* START *

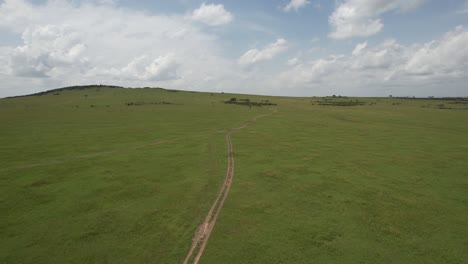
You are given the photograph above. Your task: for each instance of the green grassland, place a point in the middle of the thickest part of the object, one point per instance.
(113, 175)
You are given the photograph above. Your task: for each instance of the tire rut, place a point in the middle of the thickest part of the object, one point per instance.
(203, 232)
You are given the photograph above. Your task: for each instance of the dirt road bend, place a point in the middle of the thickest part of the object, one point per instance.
(203, 232)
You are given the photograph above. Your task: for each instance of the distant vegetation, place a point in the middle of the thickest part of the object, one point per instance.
(328, 101)
(148, 103)
(247, 102)
(86, 176)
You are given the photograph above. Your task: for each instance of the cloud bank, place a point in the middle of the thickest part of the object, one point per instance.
(120, 46)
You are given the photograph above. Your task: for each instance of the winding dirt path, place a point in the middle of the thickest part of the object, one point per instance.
(202, 235)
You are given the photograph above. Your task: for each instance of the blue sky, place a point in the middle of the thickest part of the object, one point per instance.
(280, 47)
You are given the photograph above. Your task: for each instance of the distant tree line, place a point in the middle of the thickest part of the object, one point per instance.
(249, 103)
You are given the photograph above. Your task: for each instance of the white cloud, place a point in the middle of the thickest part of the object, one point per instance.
(47, 50)
(112, 45)
(294, 5)
(388, 64)
(212, 14)
(254, 56)
(447, 56)
(292, 61)
(360, 18)
(162, 68)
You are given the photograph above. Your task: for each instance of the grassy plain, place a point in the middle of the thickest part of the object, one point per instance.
(111, 175)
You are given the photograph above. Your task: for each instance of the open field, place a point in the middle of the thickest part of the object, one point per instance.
(112, 175)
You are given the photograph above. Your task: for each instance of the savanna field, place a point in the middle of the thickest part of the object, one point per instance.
(111, 175)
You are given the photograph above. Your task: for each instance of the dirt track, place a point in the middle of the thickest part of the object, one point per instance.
(203, 232)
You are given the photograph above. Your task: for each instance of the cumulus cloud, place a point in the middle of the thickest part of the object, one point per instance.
(212, 14)
(254, 56)
(46, 51)
(295, 5)
(360, 18)
(388, 63)
(162, 68)
(112, 45)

* END *

→ Set task
Extract the text of all the records above verbatim, excluding pictures.

→ Right answer
You are given the photograph above. Your task: for each instance of the green grassland, place a point in the middle of the thickest part of the object, one point per instance.
(113, 175)
You are given the photograph above. Your task: for each instance of the tire rut, place a point in the middle of the thickest part of the object, one point per instance.
(203, 232)
You are given the photograph above. Your task: for each instance of the dirt road bend, place a point in the middle of the thickest part of the object, one point per instance.
(203, 232)
You are given the photograph above. Your task: for each instance of the distant vegetation, place a point in the middle of the thickest part of the object, one point per instance.
(328, 101)
(148, 103)
(247, 102)
(86, 176)
You are given the photograph above. Your task: for each instance of the cloud bank, place a point in the middle of the thickest part of the object, one point per instance.
(120, 46)
You are given the photograph above. Your task: for each instance of the winding dirt path, place a point in the middle of the thickest part of the object, one point per instance.
(202, 235)
You are given the photograph above. Your task: for each instance of the blue sky, place a point in the middle of the thickest part of the object, one point per instance.
(280, 47)
You are given the photograph above. Your task: for each instance of the distant tree line, place a point in the middle of the thickest part of the object, one point per instance.
(249, 103)
You are given the photograph above. Your task: for each instance of the white cloud, place a point in the middle of the thickest part of the object, one point per instance.
(47, 50)
(112, 45)
(294, 5)
(388, 64)
(212, 14)
(254, 56)
(447, 56)
(292, 61)
(360, 18)
(162, 68)
You are given the photograph above. Your task: for each instance of the grassy plain, place a point in the middle of the thickest part of the object, one point per instance.
(111, 175)
You are given the photograph above. Your task: for each instance of the open field, place a point in the middle of the thickest part of the object, one point per instance.
(112, 175)
You are given the photograph above. Your task: for each instance of the savanna field, place a point in the middle of the thickest part of the object, one point per instance.
(111, 175)
You are given the photograph above. Your task: for each instance of the dirt track, place a point in the middle of the thickest part of the object, one point per instance.
(203, 232)
You are given the photograph above. Your task: for each instance of the cumulus cloud, place a point in the middle of the thickest part of the object, one point per instance.
(212, 14)
(254, 56)
(46, 51)
(295, 5)
(360, 18)
(388, 63)
(162, 68)
(112, 45)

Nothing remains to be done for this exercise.